BOK, LLC is free social entertainment for adults 18 and over. No real money involved. This page exists because your wellbeing matters more than your session time.
BOK, LLC is an adult entertainment platform. Access requires confirmation that you are 18 years of age or older. This restriction exists for two reasons: first, column-style entertainment is visually associated with real-money gaming products that are legally restricted to adults; second, research on gambling-related harm consistently shows that early exposure to gambling-adjacent entertainment during adolescence is associated with elevated risk of problematic gambling behaviour in adulthood.
We take this restriction seriously. Our age gate is mandatory before any gameplay becomes visible. If you are a parent or guardian, we encourage you to use your browser's parental controls and content filters to prevent minors from accessing websites like ours. The BC Government offers guidance on digital parenting resources through its gov.bc.ca platform. If you believe a minor has accessed BOK, LLC, please notify us at [email protected] and we will investigate immediately.
We also remind adult users that the visual format of our game — playing columns, win animations, sound design — is specifically intended for an audience that has the cognitive and emotional maturity to maintain clear distinctions between entertainment and financial activity. If you are an adult who struggles with that distinction in the context of real-money gaming, please review the self-check and resource sections below before playing. Our goal is that BOK, LLC be a genuinely relaxing experience — not a rehearsal for behaviours that could cause harm in a different context.
BOK, LLC was designed to be a low-stimulation, visually calming experience. The BC rainforest aesthetic — muted jade greens, cedar ambers, soft mist tones — was chosen deliberately to create an atmosphere closer to a nature walk than a entertainment platform floor. Bright flashing lights, aggressive sound cues, and high-tempo animations are absent by design.

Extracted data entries
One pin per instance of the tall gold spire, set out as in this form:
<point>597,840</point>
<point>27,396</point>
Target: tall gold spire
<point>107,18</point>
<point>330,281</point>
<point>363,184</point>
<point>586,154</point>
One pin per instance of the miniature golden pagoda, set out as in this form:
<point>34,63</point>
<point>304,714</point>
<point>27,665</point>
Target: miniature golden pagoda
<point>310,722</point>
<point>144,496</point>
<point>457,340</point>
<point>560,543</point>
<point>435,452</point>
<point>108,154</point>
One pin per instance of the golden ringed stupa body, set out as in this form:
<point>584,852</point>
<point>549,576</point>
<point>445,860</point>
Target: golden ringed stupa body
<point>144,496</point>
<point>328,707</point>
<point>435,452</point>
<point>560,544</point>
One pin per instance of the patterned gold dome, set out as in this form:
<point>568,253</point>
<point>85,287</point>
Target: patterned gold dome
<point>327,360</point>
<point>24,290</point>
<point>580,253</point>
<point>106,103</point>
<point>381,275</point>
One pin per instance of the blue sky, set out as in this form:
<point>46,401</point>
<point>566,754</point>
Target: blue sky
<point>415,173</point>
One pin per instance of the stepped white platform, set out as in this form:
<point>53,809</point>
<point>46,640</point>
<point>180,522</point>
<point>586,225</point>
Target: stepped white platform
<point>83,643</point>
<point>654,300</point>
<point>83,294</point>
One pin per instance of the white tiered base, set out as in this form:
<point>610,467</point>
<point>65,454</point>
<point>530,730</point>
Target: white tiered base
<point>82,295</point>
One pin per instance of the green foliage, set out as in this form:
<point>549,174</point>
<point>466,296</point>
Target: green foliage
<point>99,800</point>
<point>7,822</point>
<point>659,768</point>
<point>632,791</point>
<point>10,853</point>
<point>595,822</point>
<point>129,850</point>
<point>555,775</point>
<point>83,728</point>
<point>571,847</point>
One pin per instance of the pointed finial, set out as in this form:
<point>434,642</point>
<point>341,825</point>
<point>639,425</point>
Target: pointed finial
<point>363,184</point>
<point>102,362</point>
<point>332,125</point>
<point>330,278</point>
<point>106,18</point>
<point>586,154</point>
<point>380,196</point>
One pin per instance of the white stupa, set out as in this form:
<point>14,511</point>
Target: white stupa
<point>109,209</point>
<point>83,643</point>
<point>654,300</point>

Exercise requirements:
1. In the entries, swap "white stupa" for "white pagoda" across the stretch from the line containing "One pin per instance of the white stupa, set" through the end of the entries. Return only those lines, with everything else left as it is.
2. Continue the page text about BOK, LLC's age restriction and calm design, starting after its final sentence.
The page text and the entries are separate, unrelated material.

Per-task answers:
1.
One pin per instance of the white pagoda, set out as in this form:
<point>14,511</point>
Target: white pagoda
<point>109,209</point>
<point>83,643</point>
<point>654,300</point>

2.
If you open BOK, LLC and feel your heart rate go up, if you feel a sense of urgency about the outcomes, or if losing virtual credits makes you feel frustrated or anxious — those are signals that your relationship with the activity may be worth examining. Healthy play with a free social game should feel something like reading a book or completing a sudoku: engaging, perhaps absorbing, but fundamentally calm and restorative. It should not feel like a high-stakes event.
We believe the best indicator of whether you are playing well is simple: does it feel good? Not the excitement of a win, which fades quickly, but the overall ambient quality of your time on the site. Are you more relaxed after a few minutes than you were before? Are you choosing to play because you want to, not because you feel you need to? Is the game one activity among several you are enjoying today, rather than the only thing you can think about? If the answers to those questions are yes, enjoy the forest. If they are not, the rest of this page is for you.
The simplest responsible-play principle: when play stops being enjoyable, stop playing. This sounds obvious, but it is surprisingly easy to continue an activity past the point of genuine enjoyment — especially with column-style games, where the rhythm of playing creates a kind of momentum. That momentum is not your friend when the fun has gone.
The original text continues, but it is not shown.